*** Opening Given data ***

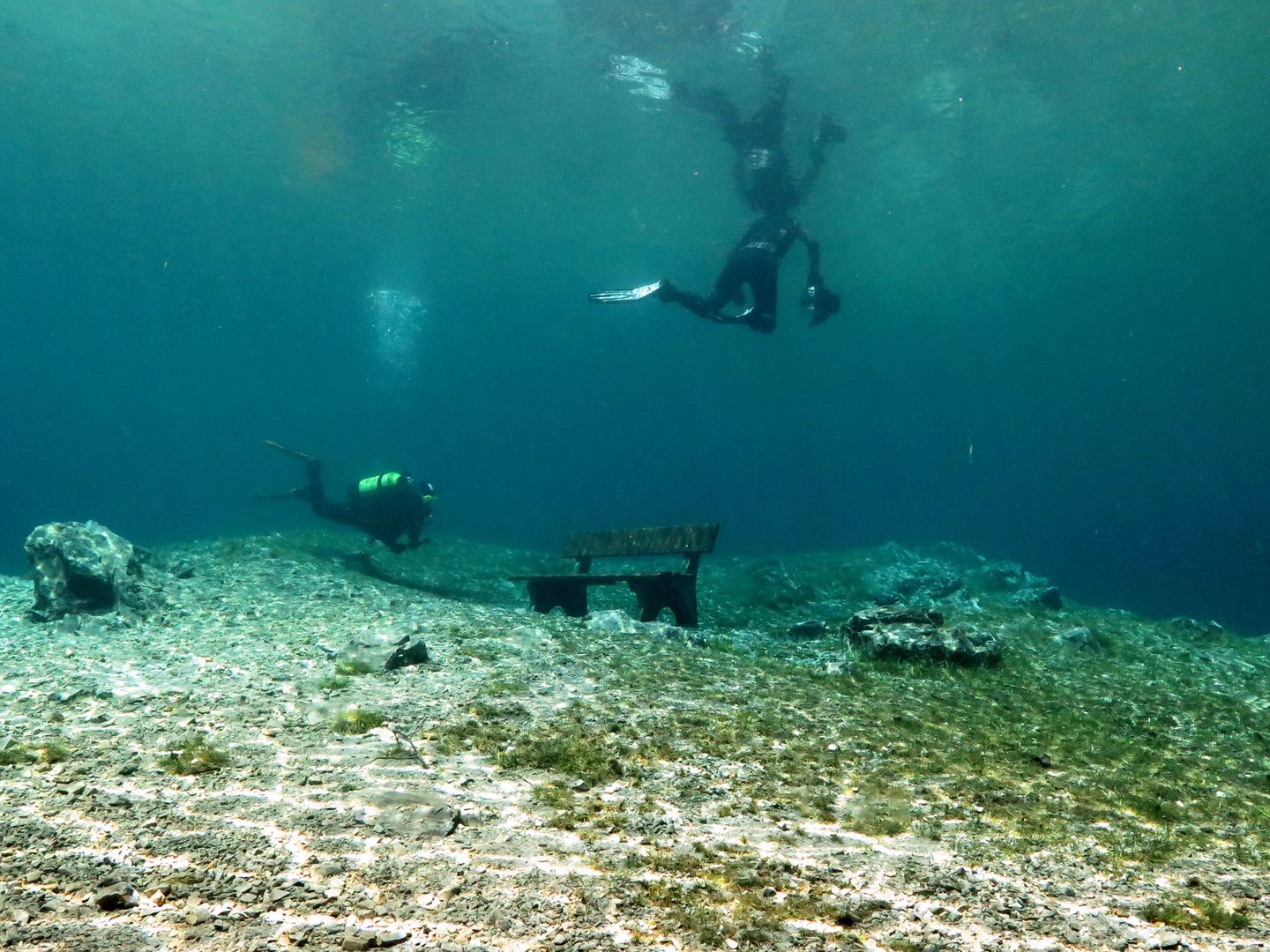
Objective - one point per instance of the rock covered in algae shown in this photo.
(918, 634)
(912, 579)
(384, 649)
(415, 814)
(84, 569)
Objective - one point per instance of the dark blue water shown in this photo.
(1050, 227)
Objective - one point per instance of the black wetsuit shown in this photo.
(765, 181)
(386, 514)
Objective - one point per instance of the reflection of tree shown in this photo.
(407, 136)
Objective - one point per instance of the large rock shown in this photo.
(917, 634)
(86, 569)
(384, 649)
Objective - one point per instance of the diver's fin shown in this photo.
(630, 294)
(290, 452)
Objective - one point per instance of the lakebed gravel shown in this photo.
(310, 838)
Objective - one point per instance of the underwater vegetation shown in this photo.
(1133, 753)
(195, 755)
(354, 720)
(49, 752)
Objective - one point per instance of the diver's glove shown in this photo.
(819, 301)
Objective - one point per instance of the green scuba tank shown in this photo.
(371, 485)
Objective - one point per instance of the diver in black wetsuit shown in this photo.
(383, 507)
(766, 183)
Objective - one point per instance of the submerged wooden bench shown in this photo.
(654, 591)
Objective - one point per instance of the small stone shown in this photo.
(808, 629)
(385, 649)
(116, 896)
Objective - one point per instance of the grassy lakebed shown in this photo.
(620, 784)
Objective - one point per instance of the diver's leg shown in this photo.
(690, 301)
(828, 133)
(762, 315)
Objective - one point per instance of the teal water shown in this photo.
(1048, 227)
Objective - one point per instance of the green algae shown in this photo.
(195, 755)
(354, 721)
(346, 668)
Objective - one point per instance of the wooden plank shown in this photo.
(601, 579)
(669, 539)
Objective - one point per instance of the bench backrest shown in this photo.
(669, 539)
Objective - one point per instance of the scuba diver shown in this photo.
(384, 507)
(766, 183)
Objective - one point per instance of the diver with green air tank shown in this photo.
(385, 507)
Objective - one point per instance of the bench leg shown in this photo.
(675, 591)
(568, 594)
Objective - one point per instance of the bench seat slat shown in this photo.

*** Closing Given data ***

Try it: Restate the entire listing word for word, excluding pictures.

Task response:
Objective - one point per instance of the rock covered in algae shown in this photo.
(918, 634)
(912, 579)
(384, 649)
(415, 814)
(84, 569)
Objective - one point per instance of the dark blue water shown in this photo.
(1050, 227)
Objective - one point per instance of the black wetsuit shown in this photo.
(765, 181)
(386, 514)
Objective - one point per instance of the reflection of tree shown in this photo.
(407, 136)
Objective - one point per instance of the large rock shown in this photo.
(917, 634)
(86, 569)
(384, 649)
Objective - one point per instance of the diver's fin shown in this photo.
(630, 294)
(290, 452)
Objective - one point per instance of the lakebed gravel shown in this photo.
(310, 838)
Objective - one point per instance of the underwater vegetation shown in this photo.
(1133, 753)
(195, 755)
(354, 720)
(49, 752)
Objective - one point per instance of the diver's glove shown in this photo.
(819, 301)
Objective - one point per instance of the green scuba tank shown in this photo.
(371, 485)
Objective - one point per instance of the diver in black wetsuit shown in this photo.
(383, 507)
(766, 183)
Objective - one point per instance of the submerged wooden bench shown in this photo.
(654, 591)
Objective - one point per instance of the small stone shown in this photo.
(808, 629)
(385, 649)
(116, 896)
Objective - one point per instance of the grassy lakebed shown in this photo.
(620, 784)
Objective - one point per instance of the diver's leg shown in this photo.
(690, 301)
(828, 133)
(762, 315)
Objective - one point per instance of the teal water shown in this photo.
(1048, 227)
Objective - one point per instance of the green algae shown in this photo.
(195, 755)
(354, 721)
(346, 668)
Objective - one point per instance of the wooden plank shown in this photo.
(601, 579)
(669, 539)
Objective - one point per instance of the bench backrest shown in this photo.
(669, 539)
Objective - one point per instance of the scuba diver shown in this photo.
(384, 507)
(766, 183)
Objective - one point per instance of the diver with green air tank shown in this photo.
(385, 507)
Objective - one point per instance of the bench leg shown in this photo.
(675, 591)
(568, 594)
Objective - one point per instance of the bench seat slat shown in this photo.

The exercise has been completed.